■ **Stated problem 1**
Reproduce the part of the package metadata starting with "Requires-Dist: build; extra" and going on through "synthesizable chemical space.", word for word.

■ **Reading text**
BEGIN

Metadata-Version: 2.4
Name: prexsyn
Version: 1.1.1
Author-email: Shitong Luo <luost26@gmail.com>
Project-URL: Homepage, https://prexsyn.readthedocs.io/
Project-URL: Documentation, https://prexsyn.readthedocs.io/
Project-URL: Source, https://github.com/luost26/prexsyn
Requires-Python: >=3.11
Description-Content-Type: text/markdown
License-File: LICENSE
Requires-Dist: prexsyn-engine<1.2.0,>=1.1.0
Requires-Dist: torch>=2.8.0
Requires-Dist: click>=8.3.0
Requires-Dist: hydra-core>=1.3.2
Requires-Dist: joblib>=1.5.2
Requires-Dist: lightning>=2.5.5
Requires-Dist: lmdb>=1.7.3
Requires-Dist: matplotlib>=3.10.6
Requires-Dist: numpy>=2.3.3
Requires-Dist: omegaconf>=2.3.0
Requires-Dist: pandas>=2.3.3
Requires-Dist: pydot>=4.0.1
Requires-Dist: rich>=14.2.0
Requires-Dist: scikit-learn>=1.7.2
Requires-Dist: seaborn>=0.13.2
Requires-Dist: tqdm>=4.67.1
Requires-Dist: wandb>=0.22.2
Requires-Dist: rdkit>=2025.9.6
Requires-Dist: psutil>=7.2.2
Provides-Extra: eval
Requires-Dist: torch_geometric; extra == "eval"
Requires-Dist: gemmi; extra == "eval"
Requires-Dist: meeko; extra == "eval"
Requires-Dist: molscrub; extra == "eval"
Provides-Extra: dev
Requires-Dist: ruff; extra == "dev"
Requires-Dist: pyright; extra == "dev"
Requires-Dist: pre-commit; extra == "dev"
Requires-Dist: pytest; extra == "dev"
Requires-Dist: ipykernel; extra == "dev"
Requires-Dist: ipywidgets; extra == "dev"
Requires-Dist: mkdocs-material; extra == "dev"
Requires-Dist: mkdocs-awesome-nav; extra == "dev"
Requires-Dist: build; extra == "dev"
Requires-Dist: twine; extra == "dev"
Requires-Dist: huggingface_hub; extra == "dev"
Dynamic: license-file

# PrexSyn

[![arXiv](https://img.shields.io/badge/arXiv-2512.00384-b31b1b.svg)](https://arxiv.org/abs/2512.00384)
[![readthedocs](https://app.readthedocs.org/projects/prexsyn/badge/?version=v0.1.0)](https://prexsyn.readthedocs.io)
[![data](https://img.shields.io/badge/%F0%9F%A4%97%20Hugging%20Face-Data-blue)](https://huggingface.co/datasets/luost26/prexsyn-data/tree/main)

PrexSyn is an efficient, accurate, and programmable framework for exploring synthesizable chemical space.

END

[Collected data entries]

BEGIN

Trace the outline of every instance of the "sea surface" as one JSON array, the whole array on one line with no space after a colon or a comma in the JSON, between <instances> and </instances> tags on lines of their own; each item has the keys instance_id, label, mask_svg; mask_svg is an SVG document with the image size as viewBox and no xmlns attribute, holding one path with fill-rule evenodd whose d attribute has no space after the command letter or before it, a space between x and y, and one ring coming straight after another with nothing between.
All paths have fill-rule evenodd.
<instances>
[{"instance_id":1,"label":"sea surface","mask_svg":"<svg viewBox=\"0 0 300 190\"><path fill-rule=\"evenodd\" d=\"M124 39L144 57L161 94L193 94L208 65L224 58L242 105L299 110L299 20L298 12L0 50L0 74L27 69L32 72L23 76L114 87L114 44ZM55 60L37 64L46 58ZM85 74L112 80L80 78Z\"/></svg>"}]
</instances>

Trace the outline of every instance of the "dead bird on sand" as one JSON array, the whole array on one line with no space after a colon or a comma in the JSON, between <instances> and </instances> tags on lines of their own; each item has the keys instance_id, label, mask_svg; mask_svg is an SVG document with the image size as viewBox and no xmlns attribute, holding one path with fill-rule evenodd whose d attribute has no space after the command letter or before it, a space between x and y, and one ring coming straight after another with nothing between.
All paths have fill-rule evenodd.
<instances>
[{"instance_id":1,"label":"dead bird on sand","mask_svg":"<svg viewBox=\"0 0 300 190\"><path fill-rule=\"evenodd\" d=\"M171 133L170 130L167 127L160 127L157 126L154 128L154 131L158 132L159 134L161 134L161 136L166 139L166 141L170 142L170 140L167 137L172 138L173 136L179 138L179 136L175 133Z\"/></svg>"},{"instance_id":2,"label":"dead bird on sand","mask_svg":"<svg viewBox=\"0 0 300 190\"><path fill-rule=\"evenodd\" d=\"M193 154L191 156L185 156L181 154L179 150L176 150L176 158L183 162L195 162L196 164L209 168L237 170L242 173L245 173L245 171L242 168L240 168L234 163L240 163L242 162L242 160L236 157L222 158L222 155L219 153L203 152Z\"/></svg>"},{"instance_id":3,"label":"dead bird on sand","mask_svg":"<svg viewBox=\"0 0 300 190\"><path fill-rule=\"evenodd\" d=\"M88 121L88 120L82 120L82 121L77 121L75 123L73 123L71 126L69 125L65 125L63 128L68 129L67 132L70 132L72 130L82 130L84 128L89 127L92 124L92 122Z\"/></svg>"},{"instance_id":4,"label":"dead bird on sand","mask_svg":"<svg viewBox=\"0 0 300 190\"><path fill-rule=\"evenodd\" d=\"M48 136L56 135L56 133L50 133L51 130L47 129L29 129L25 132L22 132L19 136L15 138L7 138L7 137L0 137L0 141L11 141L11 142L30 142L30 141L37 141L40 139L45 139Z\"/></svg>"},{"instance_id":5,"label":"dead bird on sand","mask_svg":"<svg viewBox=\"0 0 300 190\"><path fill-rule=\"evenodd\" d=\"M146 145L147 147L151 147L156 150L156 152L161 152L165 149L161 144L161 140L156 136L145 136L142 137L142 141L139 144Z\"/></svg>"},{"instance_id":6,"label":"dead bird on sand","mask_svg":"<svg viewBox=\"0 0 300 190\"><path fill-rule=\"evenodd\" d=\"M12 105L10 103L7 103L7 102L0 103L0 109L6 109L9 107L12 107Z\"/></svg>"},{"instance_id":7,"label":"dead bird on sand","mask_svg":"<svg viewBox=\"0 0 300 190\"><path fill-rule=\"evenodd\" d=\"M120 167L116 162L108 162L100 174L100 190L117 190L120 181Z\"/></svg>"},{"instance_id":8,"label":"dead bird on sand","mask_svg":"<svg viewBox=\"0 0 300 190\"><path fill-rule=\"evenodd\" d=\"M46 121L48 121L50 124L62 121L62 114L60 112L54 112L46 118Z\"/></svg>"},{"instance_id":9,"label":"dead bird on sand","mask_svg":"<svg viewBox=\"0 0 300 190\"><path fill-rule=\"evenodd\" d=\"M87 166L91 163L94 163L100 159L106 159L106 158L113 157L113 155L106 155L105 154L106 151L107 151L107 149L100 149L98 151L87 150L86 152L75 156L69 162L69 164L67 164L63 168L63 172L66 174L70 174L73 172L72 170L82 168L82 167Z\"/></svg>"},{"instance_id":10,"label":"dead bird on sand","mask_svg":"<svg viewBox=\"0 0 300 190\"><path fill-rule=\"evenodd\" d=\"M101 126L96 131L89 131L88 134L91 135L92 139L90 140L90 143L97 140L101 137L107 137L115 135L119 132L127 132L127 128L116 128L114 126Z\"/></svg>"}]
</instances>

END

■ **Stated problem 2**
How many lines of the records contain the string "coming", with case counting? Reply with the number alone.

■ **Full response 1**
Requires-Dist: build; extra == "dev"
Requires-Dist: twine; extra == "dev"
Requires-Dist: huggingface_hub; extra == "dev"
Dynamic: license-file

# PrexSyn

[![arXiv](https://img.shields.io/badge/arXiv-2512.00384-b31b1b.svg)](https://arxiv.org/abs/2512.00384)
[![readthedocs](https://app.readthedocs.org/projects/prexsyn/badge/?version=v0.1.0)](https://prexsyn.readthedocs.io)
[![data](https://img.shields.io/badge/%F0%9F%A4%97%20Hugging%20Face-Data-blue)](https://huggingface.co/datasets/luost26/prexsyn-data/tree/main)

PrexSyn is an efficient, accurate, and programmable framework for exploring synthesizable chemical space.

■ **Full response 2**
2